### WORK ITEM
Reproduce the passage on human height genetics verbatim, covering the stretch from "Common SNPs are" through "huge sample sizes.".

### EXTRACT TO READ
+ + +
“A Saturated Map of Common Genetic Variants Associated With Human Height from 5.4 Million Individuals of Diverse Ancestries”, Loïc Yengo, Sailaja Vedantam, Eirini Marouli, Julia Sidorenko, Eric Bartell, Saori Sakaue, Marielisa Graff, Anders U. Eliasen, Yunxuan Jiang, Sridharan Raghavan, Jenkai Miao, Joshua D. Arias, Ronen E. Mukamel, Cassandra N. Spracklen, Xianyong Yin, Shyh-Huei Chen, Teresa Ferreira, Yingjie Ji, Tugce Karedera, Kreete Lull, Kuang Lin, Deborah E. Malden, Carolina Medina-Gomez, Moara Machado, Amy Moore, Sina Rueger, GIANT Consortium, 23andMe, V. A. Million Veteran Program, DiscovEHR (DiscovEHR, MyCode Community Health Initiative), eMERGE (Electronic Medical Records, Genomics Network), Lifelines Cohort Study, Regeneron Genetics Center, The PRACTICAL Consortium, Understanding Society Scientific Group, Daniel I. Chasman, Yoon Shin Cho, Iris M. Heid, Mark I. McCarthy, Maggie C. Y. Ng, Christopher J. O’Donnell, Fernando Rivadeneira, Unnur Thorsteinsdottir, Yan V. Sun, E. Shyong Thai, Michael Boehnke, Panos Deloukas, Anne E. Justice, Cecilia M. Lindgren, Ruth Loos, Karen L. Mohlke, Kari E. North, Kari Stefansson, Robin G. Walters, Thomas W. Winkler, Kristin L. Young, Po-Ru Loh, Jian Yang, Tõnu Esko, Themistocles L. Assimes, Adam Auton, Gonçalo Abecasis, Cristen Jennifer Willer, Adam E. Locke, Sonja I. Berndt, Guillaume Lettre, Timothy Frayling, Yukinori Okada, Andrew R. Wood, Peter M. Visscher, Joel N. Hirschhorn2022-01-10 (; backlinks; similar)⁠:

Common SNPs are predicted to collectively explain 40–50% of phenotypic variation in human height, but identifying the specific variants and associated regions requires huge sample sizes.
+ + +
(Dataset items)
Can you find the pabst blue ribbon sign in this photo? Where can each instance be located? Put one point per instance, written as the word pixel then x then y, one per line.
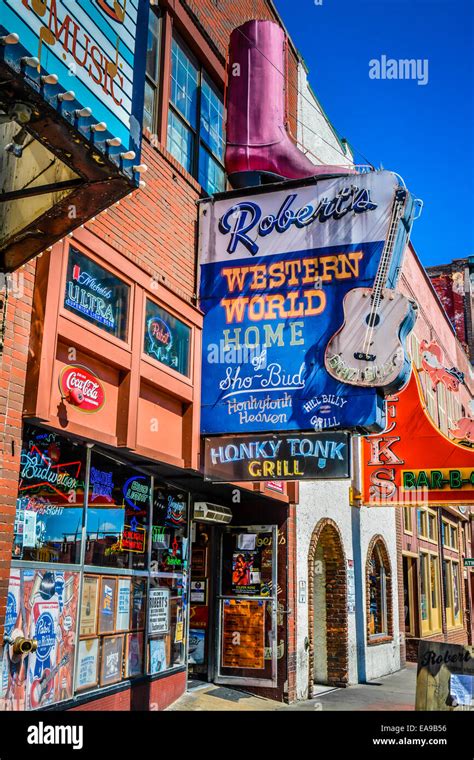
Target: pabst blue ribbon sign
pixel 282 349
pixel 91 46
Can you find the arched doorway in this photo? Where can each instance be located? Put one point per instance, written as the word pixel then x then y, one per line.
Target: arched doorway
pixel 327 597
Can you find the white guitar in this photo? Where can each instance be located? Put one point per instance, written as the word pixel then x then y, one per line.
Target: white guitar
pixel 369 349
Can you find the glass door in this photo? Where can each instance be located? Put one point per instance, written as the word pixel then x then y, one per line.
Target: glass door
pixel 247 606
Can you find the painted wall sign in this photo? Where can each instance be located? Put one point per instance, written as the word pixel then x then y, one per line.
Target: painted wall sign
pixel 81 388
pixel 92 45
pixel 413 462
pixel 445 677
pixel 167 339
pixel 275 268
pixel 297 456
pixel 73 76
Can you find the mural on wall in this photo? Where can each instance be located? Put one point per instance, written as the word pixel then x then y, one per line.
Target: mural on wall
pixel 41 605
pixel 464 429
pixel 303 327
pixel 413 462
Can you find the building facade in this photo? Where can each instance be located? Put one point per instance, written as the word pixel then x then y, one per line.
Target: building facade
pixel 454 284
pixel 117 558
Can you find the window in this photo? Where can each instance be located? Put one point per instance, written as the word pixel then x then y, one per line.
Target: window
pixel 379 592
pixel 429 591
pixel 167 339
pixel 96 295
pixel 442 396
pixel 196 120
pixel 117 515
pixel 152 69
pixel 50 504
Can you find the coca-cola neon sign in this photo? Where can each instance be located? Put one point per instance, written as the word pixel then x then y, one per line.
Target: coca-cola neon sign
pixel 81 388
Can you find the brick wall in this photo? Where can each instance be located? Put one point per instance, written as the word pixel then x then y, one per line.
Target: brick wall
pixel 219 17
pixel 13 358
pixel 400 590
pixel 327 535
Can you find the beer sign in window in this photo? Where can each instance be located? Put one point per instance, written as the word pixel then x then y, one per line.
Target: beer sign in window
pixel 167 339
pixel 96 295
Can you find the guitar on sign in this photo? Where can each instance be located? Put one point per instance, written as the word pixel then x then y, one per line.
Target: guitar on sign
pixel 369 349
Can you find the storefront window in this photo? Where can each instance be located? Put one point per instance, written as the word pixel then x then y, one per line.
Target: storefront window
pixel 167 339
pixel 96 295
pixel 50 504
pixel 167 595
pixel 112 630
pixel 117 515
pixel 41 604
pixel 377 595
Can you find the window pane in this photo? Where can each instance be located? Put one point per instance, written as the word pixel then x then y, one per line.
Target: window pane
pixel 456 592
pixel 96 295
pixel 180 141
pixel 424 587
pixel 212 119
pixel 211 175
pixel 153 46
pixel 184 83
pixel 50 504
pixel 117 515
pixel 167 339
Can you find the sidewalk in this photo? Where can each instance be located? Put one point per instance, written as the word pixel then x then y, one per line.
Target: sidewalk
pixel 394 692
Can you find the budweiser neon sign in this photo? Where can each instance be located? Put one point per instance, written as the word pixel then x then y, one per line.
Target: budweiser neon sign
pixel 81 388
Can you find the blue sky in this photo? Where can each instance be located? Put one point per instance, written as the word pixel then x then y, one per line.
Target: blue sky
pixel 423 132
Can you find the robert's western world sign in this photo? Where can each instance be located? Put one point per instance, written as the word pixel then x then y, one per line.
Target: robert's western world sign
pixel 296 456
pixel 275 268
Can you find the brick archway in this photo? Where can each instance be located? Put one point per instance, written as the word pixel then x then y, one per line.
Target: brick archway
pixel 326 543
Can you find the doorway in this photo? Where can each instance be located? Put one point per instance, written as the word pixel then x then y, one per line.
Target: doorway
pixel 205 540
pixel 328 625
pixel 410 596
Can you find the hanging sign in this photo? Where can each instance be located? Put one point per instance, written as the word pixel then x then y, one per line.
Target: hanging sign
pixel 243 634
pixel 73 77
pixel 81 388
pixel 276 268
pixel 158 611
pixel 89 45
pixel 445 676
pixel 413 462
pixel 297 456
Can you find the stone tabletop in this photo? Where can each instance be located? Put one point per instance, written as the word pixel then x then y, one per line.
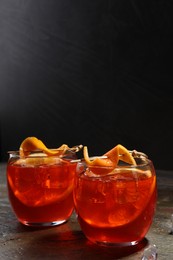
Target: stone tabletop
pixel 67 241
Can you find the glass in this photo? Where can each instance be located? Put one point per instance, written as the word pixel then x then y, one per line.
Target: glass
pixel 40 188
pixel 116 208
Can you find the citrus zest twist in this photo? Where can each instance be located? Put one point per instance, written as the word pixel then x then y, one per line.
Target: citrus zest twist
pixel 31 144
pixel 111 159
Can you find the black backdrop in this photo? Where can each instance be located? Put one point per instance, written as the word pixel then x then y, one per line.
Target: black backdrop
pixel 96 72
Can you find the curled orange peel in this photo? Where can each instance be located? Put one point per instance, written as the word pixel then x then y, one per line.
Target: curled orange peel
pixel 31 144
pixel 111 158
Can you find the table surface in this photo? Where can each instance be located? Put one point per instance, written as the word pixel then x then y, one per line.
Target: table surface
pixel 67 240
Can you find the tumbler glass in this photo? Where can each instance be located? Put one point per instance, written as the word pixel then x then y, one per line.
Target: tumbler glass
pixel 116 208
pixel 40 188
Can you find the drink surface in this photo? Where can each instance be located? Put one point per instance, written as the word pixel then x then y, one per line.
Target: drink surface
pixel 116 208
pixel 41 192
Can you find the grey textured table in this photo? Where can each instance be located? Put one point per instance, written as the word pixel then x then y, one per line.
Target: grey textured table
pixel 68 242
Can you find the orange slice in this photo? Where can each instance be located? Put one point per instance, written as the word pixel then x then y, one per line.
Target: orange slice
pixel 31 144
pixel 113 156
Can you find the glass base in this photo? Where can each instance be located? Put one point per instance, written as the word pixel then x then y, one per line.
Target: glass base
pixel 43 224
pixel 116 244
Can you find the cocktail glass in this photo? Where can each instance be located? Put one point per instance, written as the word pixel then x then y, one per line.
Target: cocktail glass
pixel 116 208
pixel 40 188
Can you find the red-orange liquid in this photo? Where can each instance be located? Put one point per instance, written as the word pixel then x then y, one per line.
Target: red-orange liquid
pixel 117 209
pixel 41 194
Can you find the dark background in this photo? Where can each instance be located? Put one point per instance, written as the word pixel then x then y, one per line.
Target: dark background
pixel 94 72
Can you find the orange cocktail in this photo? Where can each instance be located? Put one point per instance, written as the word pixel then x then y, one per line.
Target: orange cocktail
pixel 116 208
pixel 40 184
pixel 41 193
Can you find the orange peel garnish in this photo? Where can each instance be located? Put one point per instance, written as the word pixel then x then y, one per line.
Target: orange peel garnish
pixel 111 159
pixel 31 144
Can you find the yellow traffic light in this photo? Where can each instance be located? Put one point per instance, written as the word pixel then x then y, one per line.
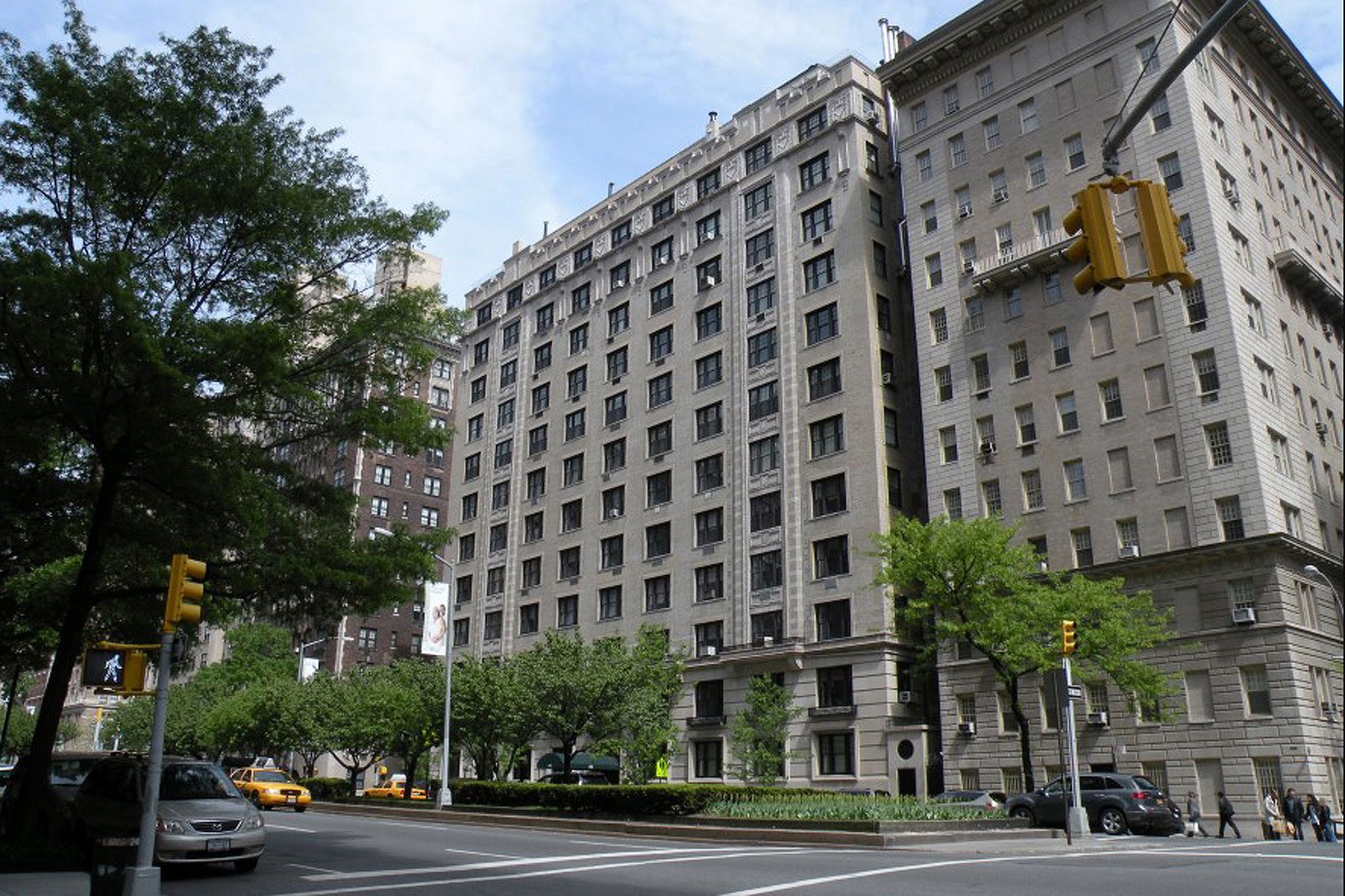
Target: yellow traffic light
pixel 1098 242
pixel 1163 246
pixel 183 593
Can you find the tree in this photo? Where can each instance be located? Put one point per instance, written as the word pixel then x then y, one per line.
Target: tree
pixel 645 724
pixel 965 582
pixel 416 712
pixel 494 714
pixel 759 732
pixel 578 687
pixel 177 322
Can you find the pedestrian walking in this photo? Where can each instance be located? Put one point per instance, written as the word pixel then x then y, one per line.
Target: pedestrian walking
pixel 1226 817
pixel 1273 820
pixel 1194 815
pixel 1295 813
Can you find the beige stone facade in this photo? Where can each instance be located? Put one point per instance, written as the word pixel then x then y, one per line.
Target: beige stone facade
pixel 1189 441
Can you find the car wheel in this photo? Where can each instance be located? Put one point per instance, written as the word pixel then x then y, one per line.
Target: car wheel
pixel 1113 821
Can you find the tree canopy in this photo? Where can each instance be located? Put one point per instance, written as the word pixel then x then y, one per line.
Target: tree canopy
pixel 182 324
pixel 968 582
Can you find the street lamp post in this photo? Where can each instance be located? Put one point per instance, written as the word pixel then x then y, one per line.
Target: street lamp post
pixel 446 794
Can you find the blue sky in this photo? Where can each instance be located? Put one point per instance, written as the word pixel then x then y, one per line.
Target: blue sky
pixel 515 112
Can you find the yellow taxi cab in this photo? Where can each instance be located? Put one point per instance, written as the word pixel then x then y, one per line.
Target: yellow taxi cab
pixel 271 788
pixel 394 788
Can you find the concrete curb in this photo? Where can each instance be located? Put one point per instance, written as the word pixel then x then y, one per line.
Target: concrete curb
pixel 719 830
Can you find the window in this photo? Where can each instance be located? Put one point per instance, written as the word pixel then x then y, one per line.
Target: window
pixel 757 201
pixel 833 619
pixel 757 155
pixel 658 540
pixel 1109 393
pixel 1076 486
pixel 1257 690
pixel 1036 170
pixel 1075 158
pixel 1019 358
pixel 658 488
pixel 767 571
pixel 661 390
pixel 1230 517
pixel 813 124
pixel 762 298
pixel 764 455
pixel 764 512
pixel 1028 114
pixel 827 436
pixel 709 420
pixel 661 343
pixel 709 320
pixel 762 347
pixel 820 272
pixel 813 172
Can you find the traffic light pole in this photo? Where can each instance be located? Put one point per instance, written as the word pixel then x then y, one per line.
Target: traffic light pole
pixel 1076 822
pixel 143 878
pixel 1110 147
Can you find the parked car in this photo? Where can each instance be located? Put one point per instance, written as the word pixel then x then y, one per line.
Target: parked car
pixel 202 817
pixel 988 801
pixel 575 777
pixel 1116 804
pixel 269 788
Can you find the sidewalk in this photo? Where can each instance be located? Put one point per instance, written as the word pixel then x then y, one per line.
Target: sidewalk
pixel 47 884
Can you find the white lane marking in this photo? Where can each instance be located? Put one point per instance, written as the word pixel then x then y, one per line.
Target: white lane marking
pixel 950 862
pixel 546 872
pixel 513 862
pixel 472 851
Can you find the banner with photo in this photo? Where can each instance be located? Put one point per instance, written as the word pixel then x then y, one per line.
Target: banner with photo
pixel 435 635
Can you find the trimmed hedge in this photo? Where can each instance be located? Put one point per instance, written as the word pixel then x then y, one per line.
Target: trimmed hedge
pixel 618 799
pixel 327 788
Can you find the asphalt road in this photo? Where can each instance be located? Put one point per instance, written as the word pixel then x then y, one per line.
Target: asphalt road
pixel 315 855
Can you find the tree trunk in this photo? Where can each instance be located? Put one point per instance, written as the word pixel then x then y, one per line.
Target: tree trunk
pixel 1024 736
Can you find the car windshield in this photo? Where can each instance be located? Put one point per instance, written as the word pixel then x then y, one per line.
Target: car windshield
pixel 195 782
pixel 272 777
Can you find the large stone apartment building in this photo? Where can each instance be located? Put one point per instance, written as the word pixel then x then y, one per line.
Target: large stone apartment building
pixel 690 408
pixel 1190 440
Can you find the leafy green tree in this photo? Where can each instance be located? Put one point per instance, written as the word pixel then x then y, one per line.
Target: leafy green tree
+ + +
### WORKED SOLUTION
Common SNPs are predicted to collectively explain 40–50% of phenotypic variation in human height, but identifying the specific variants and associated regions requires huge sample sizes.